[Tasks and exercises]:
**1)** Name every part of the existing Civic Centre site that the October 2022 council statement in the Secombe Theatre passage lists.
**2)** Write out, word for word, the section of the Secombe Theatre passage that opens with the words containing "In June 2015" and closes with "2024 remains closed.".

[Passage]:

:::

The Secombe Theatre was operated together with the nearby Charles Cryer Studio Theatre, named after the campaigner for the Secombe Theatre. (The Charles Cryer Theatre is in a former hall in Carshalton, which was converted to theatre in 1991.) Financial difficulties in 2002 had put the theatre in jeopardy, but its future was believed secure the following year when it was taken over by the London Borough of Sutton and run directly by the council.

==2014 to 2015 closure risk, rescue and renaissance==
In 2014, because of local council budget cuts, the venue was, along with its sister theatre, the Charles Cryer Theatre in Carshalton, identified by the Theatre Trust as one of 33 theatres in the country for inclusion on its "At Risk" register. The risk of closure spurred celebrity intervention in favour of the two theatres: writer, actor, comedian and BBC presenter Tim Vine, called on Sutton Council to reconsider its proposals.

On 10 November 2014 the local council announced that four organisations submitting outline bids to take over the two theatres had been invited to submit full business cases by 12 December. The council worked with the Theatres Trust and Sutton Centre for Voluntary Services to help bidders through the bidding process. On 15 January 2015 the bid by the new "Sutton Theatres Trust" (STT) was given approval by the council's environment and neighbourhood committee to take over the theatres, thus saving them from closure. Speaking about the future running of the theatres, a spokesperson for STT said:
"...They really want to keep the theatres alive, have them work hard, supporting the community. The vision is to focus on community projects as well as classical and contemporary theatre, and big scale commercial dance and comedy events..."

In June 2015 the theatres were official handed over to the STT. Cllr Jill Whitehead said:
"Now we can look forward to an exciting programme of activity to be unveiled by Sutton Theatres Trust this summer and their contribution to cultural life in Sutton."

==August 2016 closure==
In August 2016, the Sutton Theatre Trust went into administration and the theatre (along with its sister theatre in the borough) closed. The administrator sought a buyer for the Trust. Audience numbers had doubled under the new management, but this was still not enough for the Trust to be financially viable without additional support.

A petition to save Sutton's theatres was run in late 2016, gaining 1,350 signatures. It was discussed by the Council at a meeting in January 2017, but as of 2024 remains closed.

==Future Plans==

In October 2022 Sutton Council announced its plans to sell off the Secombe Theatre:

“The existing Civic Centre site - which includes the council’s offices, Sutton Library, and Sutton College, as well as the Gibson Road Car Park and the disused Secombe Theatre - will be sold and could be used for new homes, including affordable housing.”

==Transport==
Sutton mainline railway station is the nearest station. The Gibson Road car park is adjacent, and buses serve the town.

:::

Recorded data
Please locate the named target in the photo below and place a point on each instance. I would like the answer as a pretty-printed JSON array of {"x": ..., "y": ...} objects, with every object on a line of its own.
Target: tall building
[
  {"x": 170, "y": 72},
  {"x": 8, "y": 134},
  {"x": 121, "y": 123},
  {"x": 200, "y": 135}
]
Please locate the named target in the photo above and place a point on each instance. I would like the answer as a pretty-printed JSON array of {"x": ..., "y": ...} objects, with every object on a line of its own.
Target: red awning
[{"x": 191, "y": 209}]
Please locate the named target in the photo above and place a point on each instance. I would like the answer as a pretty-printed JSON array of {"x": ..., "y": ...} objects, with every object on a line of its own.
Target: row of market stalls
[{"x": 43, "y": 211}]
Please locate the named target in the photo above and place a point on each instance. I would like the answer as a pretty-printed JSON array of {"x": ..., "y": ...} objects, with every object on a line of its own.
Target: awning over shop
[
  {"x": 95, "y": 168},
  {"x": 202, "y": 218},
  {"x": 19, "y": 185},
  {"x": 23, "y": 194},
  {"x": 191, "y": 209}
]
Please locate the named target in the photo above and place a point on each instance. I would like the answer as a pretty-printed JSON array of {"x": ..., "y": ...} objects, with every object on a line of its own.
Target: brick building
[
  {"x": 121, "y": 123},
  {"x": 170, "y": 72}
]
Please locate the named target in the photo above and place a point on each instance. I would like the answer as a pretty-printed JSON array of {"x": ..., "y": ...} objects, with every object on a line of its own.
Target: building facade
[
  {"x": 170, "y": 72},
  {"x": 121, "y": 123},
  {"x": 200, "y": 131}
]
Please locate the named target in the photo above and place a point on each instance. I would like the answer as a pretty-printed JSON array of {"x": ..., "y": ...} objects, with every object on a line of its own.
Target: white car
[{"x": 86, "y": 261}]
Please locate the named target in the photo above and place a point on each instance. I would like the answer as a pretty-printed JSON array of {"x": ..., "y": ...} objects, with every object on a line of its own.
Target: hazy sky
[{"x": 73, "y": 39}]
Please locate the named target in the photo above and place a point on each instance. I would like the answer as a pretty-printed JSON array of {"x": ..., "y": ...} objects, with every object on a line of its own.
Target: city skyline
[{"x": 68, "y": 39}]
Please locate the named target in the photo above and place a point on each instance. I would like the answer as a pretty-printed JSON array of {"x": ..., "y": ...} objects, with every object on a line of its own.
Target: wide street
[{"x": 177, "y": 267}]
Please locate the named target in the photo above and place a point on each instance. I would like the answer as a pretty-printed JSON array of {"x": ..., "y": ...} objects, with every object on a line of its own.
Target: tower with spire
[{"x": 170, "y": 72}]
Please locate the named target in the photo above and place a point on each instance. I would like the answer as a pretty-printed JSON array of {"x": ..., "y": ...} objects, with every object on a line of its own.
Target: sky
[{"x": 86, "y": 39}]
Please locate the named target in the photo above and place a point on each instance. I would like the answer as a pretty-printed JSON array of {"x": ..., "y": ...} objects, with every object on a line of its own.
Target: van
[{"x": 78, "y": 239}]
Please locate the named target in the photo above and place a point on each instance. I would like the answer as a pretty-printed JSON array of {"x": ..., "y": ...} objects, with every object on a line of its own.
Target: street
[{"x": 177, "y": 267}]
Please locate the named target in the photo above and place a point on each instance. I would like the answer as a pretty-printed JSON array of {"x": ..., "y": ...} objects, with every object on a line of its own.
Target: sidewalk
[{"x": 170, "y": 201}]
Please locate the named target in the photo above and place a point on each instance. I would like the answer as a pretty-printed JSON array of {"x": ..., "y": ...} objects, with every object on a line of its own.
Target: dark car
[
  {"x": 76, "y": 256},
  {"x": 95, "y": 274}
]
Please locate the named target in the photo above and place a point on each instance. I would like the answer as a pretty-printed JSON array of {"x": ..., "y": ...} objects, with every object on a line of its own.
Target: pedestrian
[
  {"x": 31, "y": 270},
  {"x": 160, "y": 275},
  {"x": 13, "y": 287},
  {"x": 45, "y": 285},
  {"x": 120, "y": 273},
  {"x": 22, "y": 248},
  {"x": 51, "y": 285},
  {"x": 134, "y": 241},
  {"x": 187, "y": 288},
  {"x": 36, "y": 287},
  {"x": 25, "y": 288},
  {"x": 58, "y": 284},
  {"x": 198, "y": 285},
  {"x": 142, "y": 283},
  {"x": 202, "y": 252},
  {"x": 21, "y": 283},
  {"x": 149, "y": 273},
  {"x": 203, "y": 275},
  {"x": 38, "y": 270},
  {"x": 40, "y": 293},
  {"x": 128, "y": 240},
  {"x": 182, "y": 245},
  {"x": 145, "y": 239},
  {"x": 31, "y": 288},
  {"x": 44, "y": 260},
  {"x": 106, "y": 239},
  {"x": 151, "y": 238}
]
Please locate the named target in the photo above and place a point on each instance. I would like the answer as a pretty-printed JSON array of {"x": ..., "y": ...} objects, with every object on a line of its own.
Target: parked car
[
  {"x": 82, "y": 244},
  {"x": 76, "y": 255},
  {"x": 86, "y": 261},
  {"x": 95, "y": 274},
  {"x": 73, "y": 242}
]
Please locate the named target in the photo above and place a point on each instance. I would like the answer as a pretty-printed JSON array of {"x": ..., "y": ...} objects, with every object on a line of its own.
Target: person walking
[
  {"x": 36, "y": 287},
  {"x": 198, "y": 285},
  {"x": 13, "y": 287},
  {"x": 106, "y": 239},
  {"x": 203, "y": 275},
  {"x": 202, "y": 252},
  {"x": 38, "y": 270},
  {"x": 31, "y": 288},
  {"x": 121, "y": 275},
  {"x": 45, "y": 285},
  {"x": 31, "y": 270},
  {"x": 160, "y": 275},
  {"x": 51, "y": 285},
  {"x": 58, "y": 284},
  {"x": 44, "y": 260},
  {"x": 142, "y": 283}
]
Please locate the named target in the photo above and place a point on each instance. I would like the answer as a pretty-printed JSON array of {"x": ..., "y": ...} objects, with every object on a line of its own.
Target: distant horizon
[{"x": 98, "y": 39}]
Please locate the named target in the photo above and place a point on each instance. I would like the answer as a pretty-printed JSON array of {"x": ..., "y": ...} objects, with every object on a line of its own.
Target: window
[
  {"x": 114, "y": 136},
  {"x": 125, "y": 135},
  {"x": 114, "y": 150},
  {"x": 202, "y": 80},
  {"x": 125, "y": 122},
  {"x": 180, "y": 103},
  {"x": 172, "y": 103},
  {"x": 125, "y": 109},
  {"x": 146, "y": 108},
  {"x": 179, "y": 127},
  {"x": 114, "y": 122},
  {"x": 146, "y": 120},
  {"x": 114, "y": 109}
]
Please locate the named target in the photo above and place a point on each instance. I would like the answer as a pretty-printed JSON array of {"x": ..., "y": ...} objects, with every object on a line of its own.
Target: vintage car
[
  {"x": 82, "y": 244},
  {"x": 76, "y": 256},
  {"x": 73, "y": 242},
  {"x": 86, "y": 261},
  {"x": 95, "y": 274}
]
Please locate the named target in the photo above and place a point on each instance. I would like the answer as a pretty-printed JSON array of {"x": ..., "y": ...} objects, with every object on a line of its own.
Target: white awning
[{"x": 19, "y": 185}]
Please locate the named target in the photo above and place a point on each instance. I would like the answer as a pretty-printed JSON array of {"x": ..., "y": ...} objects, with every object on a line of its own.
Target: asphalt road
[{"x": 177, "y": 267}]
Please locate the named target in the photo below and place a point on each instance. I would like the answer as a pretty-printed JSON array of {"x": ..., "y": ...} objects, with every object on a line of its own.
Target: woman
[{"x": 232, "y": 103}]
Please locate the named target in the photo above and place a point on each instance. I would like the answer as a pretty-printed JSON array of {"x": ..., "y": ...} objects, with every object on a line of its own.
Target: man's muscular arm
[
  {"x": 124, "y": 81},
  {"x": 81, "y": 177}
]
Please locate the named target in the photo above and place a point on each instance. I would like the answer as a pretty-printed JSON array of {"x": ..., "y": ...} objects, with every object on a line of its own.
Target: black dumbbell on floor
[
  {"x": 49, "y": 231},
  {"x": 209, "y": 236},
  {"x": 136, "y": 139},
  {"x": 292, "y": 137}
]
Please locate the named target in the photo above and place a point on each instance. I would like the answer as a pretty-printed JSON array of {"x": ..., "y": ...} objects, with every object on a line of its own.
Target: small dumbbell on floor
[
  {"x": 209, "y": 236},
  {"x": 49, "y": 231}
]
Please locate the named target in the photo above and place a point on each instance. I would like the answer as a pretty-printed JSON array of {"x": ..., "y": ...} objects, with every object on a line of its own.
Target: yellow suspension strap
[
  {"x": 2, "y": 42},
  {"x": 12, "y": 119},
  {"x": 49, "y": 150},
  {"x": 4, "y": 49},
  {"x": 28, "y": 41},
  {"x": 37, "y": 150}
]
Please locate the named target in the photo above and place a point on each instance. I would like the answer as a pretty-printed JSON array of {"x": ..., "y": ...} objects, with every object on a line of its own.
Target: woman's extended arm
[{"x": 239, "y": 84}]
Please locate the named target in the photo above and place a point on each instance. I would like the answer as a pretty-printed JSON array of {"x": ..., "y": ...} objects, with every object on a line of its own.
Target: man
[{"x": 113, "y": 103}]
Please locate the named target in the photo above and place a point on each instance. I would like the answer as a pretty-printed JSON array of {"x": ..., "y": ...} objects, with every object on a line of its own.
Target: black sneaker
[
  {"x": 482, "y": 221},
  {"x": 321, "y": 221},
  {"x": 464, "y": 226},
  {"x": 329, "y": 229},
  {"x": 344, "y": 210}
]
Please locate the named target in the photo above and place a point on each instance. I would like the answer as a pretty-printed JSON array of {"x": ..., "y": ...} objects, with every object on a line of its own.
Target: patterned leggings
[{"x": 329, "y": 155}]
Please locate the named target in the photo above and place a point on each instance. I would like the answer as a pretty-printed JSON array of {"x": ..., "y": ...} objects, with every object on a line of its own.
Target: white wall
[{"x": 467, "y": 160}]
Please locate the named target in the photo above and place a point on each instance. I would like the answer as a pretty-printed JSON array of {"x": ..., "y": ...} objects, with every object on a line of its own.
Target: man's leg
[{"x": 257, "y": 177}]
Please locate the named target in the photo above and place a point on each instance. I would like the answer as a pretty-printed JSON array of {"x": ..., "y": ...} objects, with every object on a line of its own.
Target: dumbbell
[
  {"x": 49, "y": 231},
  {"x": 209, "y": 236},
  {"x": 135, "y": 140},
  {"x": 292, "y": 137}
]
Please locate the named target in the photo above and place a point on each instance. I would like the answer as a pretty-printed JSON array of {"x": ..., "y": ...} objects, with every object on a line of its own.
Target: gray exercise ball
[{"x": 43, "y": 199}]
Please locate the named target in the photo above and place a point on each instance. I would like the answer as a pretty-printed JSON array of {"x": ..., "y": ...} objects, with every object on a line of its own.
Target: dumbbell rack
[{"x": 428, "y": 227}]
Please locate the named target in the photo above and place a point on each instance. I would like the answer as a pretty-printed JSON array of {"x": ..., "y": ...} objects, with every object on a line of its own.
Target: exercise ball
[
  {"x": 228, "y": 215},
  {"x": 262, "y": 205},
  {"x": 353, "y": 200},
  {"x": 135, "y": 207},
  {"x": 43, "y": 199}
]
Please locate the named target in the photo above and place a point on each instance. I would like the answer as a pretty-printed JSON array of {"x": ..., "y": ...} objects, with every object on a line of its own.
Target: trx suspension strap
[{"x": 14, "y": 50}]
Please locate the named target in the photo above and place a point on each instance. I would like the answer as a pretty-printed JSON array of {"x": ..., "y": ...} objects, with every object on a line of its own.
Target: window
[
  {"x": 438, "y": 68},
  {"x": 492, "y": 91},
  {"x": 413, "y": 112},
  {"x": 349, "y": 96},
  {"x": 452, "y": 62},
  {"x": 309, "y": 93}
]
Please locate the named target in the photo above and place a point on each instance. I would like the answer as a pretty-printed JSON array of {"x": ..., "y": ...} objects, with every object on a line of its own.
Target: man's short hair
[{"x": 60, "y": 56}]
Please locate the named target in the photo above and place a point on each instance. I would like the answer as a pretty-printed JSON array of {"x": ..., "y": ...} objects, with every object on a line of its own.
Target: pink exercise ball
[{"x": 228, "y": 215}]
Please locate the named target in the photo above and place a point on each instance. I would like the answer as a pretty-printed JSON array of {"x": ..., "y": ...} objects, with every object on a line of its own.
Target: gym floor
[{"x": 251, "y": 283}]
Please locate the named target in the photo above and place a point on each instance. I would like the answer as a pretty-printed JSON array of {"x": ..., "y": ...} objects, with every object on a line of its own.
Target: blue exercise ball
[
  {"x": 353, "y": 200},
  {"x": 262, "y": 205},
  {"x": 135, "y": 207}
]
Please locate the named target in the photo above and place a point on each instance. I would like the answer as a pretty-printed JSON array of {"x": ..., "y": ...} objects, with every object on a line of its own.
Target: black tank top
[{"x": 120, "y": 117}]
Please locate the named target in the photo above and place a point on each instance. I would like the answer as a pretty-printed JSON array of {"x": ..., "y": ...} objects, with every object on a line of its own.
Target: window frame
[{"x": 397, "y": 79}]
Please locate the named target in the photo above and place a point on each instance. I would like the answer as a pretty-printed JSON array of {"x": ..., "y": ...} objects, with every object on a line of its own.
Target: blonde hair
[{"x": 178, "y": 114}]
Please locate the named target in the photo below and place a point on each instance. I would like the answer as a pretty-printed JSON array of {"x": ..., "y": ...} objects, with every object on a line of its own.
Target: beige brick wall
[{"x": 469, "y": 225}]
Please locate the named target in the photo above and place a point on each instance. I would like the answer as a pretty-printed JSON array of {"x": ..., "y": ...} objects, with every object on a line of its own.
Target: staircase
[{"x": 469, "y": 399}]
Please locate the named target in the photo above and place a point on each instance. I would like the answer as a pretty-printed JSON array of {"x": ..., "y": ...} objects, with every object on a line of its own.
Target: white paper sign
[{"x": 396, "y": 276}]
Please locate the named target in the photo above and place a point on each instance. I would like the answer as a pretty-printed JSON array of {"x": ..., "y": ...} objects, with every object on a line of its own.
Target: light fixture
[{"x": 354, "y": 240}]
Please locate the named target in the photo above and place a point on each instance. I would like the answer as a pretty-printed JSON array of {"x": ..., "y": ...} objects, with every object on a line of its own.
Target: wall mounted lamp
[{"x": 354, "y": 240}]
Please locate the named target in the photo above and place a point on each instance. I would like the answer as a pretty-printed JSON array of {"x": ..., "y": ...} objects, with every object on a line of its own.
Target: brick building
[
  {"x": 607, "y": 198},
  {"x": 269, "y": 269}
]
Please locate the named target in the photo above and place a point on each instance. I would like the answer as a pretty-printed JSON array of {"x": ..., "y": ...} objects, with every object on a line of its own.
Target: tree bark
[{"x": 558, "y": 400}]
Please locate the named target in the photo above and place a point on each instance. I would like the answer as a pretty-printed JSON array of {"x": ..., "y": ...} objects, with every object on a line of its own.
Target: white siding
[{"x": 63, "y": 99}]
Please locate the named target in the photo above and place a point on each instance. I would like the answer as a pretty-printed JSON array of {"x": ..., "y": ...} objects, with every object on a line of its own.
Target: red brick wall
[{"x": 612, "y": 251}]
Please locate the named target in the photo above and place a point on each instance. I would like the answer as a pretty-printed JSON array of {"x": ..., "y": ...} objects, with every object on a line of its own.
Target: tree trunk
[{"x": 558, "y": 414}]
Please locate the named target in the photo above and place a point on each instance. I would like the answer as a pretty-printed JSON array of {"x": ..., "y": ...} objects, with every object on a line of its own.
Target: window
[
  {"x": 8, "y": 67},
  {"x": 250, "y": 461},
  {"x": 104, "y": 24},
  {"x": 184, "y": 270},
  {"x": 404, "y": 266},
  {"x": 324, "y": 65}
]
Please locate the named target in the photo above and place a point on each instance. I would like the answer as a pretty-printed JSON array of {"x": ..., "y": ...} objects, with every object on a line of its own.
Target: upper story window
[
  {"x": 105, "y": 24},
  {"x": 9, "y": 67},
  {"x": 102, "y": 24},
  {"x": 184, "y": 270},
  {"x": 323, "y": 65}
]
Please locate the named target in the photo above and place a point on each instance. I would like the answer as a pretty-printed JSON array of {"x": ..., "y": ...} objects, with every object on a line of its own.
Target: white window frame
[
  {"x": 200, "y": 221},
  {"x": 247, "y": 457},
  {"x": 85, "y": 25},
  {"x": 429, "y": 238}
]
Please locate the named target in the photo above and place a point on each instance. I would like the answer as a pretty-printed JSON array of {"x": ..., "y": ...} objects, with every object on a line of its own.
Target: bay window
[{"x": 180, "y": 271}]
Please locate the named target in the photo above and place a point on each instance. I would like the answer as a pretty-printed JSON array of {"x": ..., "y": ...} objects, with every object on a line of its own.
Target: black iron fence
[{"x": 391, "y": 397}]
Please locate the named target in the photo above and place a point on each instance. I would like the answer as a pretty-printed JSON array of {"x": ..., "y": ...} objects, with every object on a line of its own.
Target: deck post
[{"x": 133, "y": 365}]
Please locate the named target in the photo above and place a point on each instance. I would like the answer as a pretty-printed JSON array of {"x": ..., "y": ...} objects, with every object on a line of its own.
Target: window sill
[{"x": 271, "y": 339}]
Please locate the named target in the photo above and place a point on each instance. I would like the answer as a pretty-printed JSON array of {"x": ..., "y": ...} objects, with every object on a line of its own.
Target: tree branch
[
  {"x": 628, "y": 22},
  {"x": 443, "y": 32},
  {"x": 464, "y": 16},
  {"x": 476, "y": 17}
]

:::

[Answers in order]:
**1)**
- The council's offices
- Sutton Library
- Sutton College
- The Gibson Road Car Park
- The disused Secombe Theatre

**2)**
In June 2015 the theatres were official handed over to the STT. Cllr Jill Whitehead said:
"Now we can look forward to an exciting programme of activity to be unveiled by Sutton Theatres Trust this summer and their contribution to cultural life in Sutton."

==August 2016 closure==
In August 2016, the Sutton Theatre Trust went into administration and the theatre (along with its sister theatre in the borough) closed. The administrator sought a buyer for the Trust. Audience numbers had doubled under the new management, but this was still not enough for the Trust to be financially viable without additional support.

A petition to save Sutton's theatres was run in late 2016, gaining 1,350 signatures. It was discussed by the Council at a meeting in January 2017, but as of 2024 remains closed.